Com o impeachment de Dilma Rousseff - cujo julgamento chega à reta final - há uma grande probabilidade de se encerrar o padrão de competição política que prevaleceu no Brasil nas duas últimas décadas. Para o cientista político Octavio Amorim, da Fundação Getulio Vargas (FGV-Rio), a polarização entre PT e PSDB tende a se esvaziar na medida em que o PMDB ocupar o centro da cena, com a efetivação de Michel Temer no Planalto.

O destino do PT, afirmou em entrevista ao Valor PRO, serviço de informação em tempo real do Valor, é se tornar um partido pequeno ou médio, na próxima legislatura, como era antes de chegar ao poder central, em 2003. As grandes resistências a Temer estão na própria base aliada, especialmente o PSDB, cujos interesses maiores voltam-se para a sucessão do pemedebista.

A condescendência do mercado financeiro e da indústria com o claudicante ajuste fiscal - ainda que não ilimitada - deve permanecer, pelas "profundas afinidades ideológicas" com o novo governo. "Investidores e empresários não têm muito para onde correr politicamente", diz.

Para Amorim, a articulação de uma anistia para envolvidos na Operação Lava-Jato tem o potencial de se tornar um "desastre político". E a imagem que o impeachment deixará na história - se golpe ou um processo legítimo - ainda será alvo de uma longa disputa. "As grandes batalhas são travadas duas vezes. A primeira, pelos soldados; a segunda, pelos historiadores", cita Amorim. A seguir, leia a entrevista:

 

Valor: Que ameaças há à maioria legislativa de Michel Temer?

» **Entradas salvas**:
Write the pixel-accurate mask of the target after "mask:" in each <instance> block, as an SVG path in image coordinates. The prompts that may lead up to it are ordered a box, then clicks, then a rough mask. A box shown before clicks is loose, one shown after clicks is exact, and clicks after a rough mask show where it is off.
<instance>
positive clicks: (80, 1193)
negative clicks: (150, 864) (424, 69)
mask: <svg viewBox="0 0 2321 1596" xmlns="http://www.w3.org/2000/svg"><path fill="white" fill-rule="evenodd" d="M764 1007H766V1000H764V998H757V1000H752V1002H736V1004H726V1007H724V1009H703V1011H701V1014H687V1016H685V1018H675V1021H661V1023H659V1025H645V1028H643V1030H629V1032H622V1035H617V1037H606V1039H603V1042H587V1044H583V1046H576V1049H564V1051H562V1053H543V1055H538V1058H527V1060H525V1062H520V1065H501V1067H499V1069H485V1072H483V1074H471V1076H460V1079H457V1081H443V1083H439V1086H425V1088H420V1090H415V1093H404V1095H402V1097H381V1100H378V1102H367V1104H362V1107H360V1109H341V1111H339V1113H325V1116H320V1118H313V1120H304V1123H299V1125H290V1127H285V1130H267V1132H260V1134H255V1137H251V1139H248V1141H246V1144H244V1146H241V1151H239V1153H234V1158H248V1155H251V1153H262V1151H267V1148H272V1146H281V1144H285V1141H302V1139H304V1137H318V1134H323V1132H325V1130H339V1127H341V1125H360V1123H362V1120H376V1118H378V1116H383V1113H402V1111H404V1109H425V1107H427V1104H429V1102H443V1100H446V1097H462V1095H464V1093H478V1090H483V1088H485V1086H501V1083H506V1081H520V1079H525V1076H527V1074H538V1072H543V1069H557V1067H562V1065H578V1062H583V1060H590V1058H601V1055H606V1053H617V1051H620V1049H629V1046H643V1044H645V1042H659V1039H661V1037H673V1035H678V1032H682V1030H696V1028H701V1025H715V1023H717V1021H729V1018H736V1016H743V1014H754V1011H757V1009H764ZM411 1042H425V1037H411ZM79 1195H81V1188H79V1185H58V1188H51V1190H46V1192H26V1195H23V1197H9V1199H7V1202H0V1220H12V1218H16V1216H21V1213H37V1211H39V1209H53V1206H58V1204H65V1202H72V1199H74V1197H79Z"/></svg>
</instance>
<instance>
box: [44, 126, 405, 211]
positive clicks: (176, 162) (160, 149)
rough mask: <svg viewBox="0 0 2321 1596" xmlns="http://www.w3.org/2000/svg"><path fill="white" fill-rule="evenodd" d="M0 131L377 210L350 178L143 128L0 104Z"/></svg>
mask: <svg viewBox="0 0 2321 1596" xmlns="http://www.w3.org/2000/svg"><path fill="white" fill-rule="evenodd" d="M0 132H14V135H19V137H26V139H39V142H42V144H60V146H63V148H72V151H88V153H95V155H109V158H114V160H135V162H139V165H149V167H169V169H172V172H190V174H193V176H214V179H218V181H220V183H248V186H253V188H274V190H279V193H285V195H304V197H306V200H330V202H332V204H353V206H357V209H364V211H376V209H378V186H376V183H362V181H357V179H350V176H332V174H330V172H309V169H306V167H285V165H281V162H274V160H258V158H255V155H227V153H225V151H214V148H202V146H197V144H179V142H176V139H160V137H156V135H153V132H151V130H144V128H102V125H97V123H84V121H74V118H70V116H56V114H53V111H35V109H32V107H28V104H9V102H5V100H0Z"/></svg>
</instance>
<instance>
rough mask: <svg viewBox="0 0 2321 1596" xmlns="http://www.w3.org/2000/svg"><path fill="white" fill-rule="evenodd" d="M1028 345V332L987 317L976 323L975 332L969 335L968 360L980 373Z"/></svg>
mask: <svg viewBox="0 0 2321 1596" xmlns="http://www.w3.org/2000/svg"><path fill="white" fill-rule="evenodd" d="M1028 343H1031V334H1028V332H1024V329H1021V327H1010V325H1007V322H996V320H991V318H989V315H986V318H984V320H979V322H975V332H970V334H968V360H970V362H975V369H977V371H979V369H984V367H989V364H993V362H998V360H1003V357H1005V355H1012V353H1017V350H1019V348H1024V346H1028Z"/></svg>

» **Tarefas a realizar**:
A. Você pode reescrever de forma mais breve o parágrafo do texto sobre o impeachment que começa com "O destino do PT", mantendo os fatos principais?
B. Você pode repetir sem alterações o trecho do texto sobre o impeachment que vai de "A condescendência do" a "de Michel Temer?"?
Os dados não têm relação com o texto sobre o impeachment.

» **Soluções das tarefas**:
A. Em entrevista ao Valor PRO, foi dito que o PT deve se tornar um partido pequeno ou médio na próxima legislatura, como era antes de chegar ao poder central em 2003. As maiores resistências a Temer estão na própria base aliada, sobretudo no PSDB, mais interessado na sucessão do pemedebista.

B.
A condescendência do mercado financeiro e da indústria com o claudicante ajuste fiscal - ainda que não ilimitada - deve permanecer, pelas "profundas afinidades ideológicas" com o novo governo. "Investidores e empresários não têm muito para onde correr politicamente", diz.

Para Amorim, a articulação de uma anistia para envolvidos na Operação Lava-Jato tem o potencial de se tornar um "desastre político". E a imagem que o impeachment deixará na história - se golpe ou um processo legítimo - ainda será alvo de uma longa disputa. "As grandes batalhas são travadas duas vezes. A primeira, pelos soldados; a segunda, pelos historiadores", cita Amorim. A seguir, leia a entrevista:

 

Valor: Que ameaças há à maioria legislativa de Michel Temer?